──────── Given records ────────

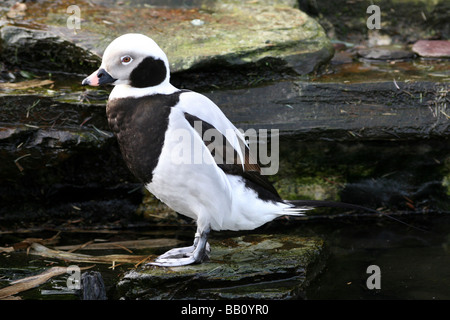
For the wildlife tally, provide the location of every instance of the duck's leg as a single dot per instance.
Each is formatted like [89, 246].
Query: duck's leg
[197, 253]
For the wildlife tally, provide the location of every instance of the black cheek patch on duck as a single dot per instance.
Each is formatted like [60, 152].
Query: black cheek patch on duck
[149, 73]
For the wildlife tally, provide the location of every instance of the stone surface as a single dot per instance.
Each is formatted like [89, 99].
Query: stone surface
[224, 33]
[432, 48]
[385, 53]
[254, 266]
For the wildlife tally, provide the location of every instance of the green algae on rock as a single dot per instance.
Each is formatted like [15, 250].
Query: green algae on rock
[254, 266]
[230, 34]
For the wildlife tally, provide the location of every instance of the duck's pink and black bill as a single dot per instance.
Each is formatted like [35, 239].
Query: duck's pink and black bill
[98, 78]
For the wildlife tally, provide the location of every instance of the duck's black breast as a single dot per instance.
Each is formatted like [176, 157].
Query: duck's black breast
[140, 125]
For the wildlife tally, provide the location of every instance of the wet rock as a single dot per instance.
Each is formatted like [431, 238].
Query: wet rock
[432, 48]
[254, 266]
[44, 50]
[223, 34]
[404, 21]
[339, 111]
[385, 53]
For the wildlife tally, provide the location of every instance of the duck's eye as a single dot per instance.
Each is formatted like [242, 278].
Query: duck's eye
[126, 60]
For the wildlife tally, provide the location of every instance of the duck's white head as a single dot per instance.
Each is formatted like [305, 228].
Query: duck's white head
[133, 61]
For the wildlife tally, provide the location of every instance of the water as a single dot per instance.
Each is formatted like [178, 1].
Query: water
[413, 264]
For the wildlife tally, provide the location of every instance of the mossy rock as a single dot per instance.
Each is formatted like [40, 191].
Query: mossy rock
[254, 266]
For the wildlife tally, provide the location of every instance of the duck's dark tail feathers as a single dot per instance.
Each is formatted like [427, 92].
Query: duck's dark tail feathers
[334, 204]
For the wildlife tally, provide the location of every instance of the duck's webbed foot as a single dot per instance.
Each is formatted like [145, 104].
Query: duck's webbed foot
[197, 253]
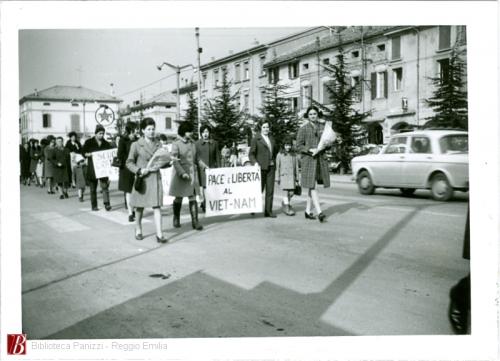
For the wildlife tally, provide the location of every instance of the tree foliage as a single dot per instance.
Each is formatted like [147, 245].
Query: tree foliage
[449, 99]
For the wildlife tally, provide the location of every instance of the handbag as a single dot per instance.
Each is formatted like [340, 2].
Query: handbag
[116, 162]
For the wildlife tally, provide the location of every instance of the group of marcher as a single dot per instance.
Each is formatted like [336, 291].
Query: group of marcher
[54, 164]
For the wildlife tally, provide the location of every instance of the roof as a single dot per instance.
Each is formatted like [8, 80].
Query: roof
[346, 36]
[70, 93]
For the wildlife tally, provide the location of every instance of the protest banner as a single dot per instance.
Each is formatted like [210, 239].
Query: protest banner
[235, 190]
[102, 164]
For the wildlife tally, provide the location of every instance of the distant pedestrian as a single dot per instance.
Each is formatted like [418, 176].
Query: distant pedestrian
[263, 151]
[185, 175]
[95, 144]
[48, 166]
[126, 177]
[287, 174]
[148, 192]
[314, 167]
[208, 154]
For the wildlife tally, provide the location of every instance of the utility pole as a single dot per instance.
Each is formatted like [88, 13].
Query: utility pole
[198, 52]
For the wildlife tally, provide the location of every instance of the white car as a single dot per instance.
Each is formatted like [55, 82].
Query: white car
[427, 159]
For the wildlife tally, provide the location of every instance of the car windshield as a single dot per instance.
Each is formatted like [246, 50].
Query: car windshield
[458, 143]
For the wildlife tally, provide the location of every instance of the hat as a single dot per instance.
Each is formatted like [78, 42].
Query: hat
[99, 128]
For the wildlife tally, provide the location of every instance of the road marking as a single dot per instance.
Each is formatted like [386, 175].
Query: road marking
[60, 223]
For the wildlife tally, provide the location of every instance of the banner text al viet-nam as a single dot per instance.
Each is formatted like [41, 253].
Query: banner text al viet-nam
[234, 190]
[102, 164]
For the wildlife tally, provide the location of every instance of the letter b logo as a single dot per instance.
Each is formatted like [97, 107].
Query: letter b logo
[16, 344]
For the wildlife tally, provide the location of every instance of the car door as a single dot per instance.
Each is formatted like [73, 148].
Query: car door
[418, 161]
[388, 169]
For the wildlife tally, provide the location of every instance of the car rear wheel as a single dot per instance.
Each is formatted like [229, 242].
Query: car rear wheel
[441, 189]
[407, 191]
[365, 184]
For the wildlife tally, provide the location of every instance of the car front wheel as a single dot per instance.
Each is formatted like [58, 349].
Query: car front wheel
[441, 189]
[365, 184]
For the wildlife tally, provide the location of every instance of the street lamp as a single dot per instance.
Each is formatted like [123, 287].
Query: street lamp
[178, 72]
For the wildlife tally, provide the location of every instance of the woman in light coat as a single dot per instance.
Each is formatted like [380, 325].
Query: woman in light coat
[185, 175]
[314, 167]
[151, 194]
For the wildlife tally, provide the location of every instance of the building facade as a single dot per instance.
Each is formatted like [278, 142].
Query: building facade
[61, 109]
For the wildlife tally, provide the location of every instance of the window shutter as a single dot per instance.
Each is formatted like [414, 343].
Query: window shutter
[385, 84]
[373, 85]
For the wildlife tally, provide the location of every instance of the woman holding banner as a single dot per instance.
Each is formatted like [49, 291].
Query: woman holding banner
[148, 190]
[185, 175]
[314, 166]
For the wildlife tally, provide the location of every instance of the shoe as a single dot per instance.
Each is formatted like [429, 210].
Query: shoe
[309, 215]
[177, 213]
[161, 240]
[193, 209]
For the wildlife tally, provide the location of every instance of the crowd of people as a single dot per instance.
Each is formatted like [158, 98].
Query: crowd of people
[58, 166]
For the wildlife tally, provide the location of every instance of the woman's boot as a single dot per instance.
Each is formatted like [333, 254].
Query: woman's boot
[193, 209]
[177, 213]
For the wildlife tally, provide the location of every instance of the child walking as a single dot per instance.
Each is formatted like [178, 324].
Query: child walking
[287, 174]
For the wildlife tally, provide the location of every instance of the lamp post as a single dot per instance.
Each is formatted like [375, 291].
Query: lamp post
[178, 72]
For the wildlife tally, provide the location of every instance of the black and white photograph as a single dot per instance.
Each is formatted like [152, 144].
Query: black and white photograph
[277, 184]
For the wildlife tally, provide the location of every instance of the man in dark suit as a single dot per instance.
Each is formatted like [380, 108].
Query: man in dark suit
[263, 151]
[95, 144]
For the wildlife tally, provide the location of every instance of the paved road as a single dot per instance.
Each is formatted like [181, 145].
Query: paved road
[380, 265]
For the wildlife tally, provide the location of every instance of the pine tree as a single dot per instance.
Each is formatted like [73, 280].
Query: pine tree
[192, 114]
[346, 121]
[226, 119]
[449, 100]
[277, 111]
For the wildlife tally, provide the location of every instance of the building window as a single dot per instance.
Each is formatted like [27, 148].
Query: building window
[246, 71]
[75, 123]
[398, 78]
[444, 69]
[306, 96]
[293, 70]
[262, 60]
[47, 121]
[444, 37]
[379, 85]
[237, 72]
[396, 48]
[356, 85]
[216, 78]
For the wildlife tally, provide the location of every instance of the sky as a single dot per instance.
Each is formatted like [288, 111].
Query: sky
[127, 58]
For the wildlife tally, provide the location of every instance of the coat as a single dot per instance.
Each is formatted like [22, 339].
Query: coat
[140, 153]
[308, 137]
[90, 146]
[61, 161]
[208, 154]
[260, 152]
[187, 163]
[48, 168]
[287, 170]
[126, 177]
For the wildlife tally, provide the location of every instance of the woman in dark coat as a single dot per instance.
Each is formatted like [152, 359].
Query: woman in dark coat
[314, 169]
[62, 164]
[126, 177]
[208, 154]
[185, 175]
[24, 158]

────────

● **What you should do**: Update the lines from the one containing "suit as a single dot per instance." through the last line so that "wildlife tally" reads "field survey", and leave everything else unchanged.

● **Full response**:
For the field survey, provide the location of every instance of the man in dark suit as a single dot per instance.
Each is formatted like [380, 108].
Query: man in dark suit
[263, 151]
[95, 144]
For the field survey, provide the location of every instance of the paved road as a single dot per instance.
Each is formatted like [181, 145].
Query: paved road
[380, 265]
For the field survey, provide the location of every instance of the pine tree as a single dot per instance.
Each is formatted like [73, 280].
Query: pine tree
[192, 114]
[346, 121]
[226, 119]
[449, 100]
[277, 111]
For the field survey, provide the location of every instance of the building window as a single dot per instance.
Each is formatted like [27, 148].
Query: building window
[246, 71]
[75, 123]
[398, 78]
[444, 69]
[306, 96]
[293, 70]
[262, 60]
[47, 121]
[444, 37]
[379, 85]
[237, 72]
[396, 48]
[356, 85]
[216, 78]
For the field survey, provide the location of every instance of the sky as a single dot per instance.
Each is formatted like [288, 111].
Query: sky
[127, 58]
For the field survey, provide the location of every instance of the coat as a single dot per instance.
Each is formatted like [22, 339].
Query: coat
[140, 153]
[308, 137]
[90, 146]
[61, 161]
[208, 154]
[260, 152]
[187, 163]
[48, 168]
[287, 170]
[126, 177]
For the field survey, provide the location of every instance of the woman in dark coat as a single dot per instance.
Each is formatted like [152, 359].
Query: woman in dark coat
[314, 169]
[62, 164]
[126, 177]
[208, 154]
[185, 175]
[24, 158]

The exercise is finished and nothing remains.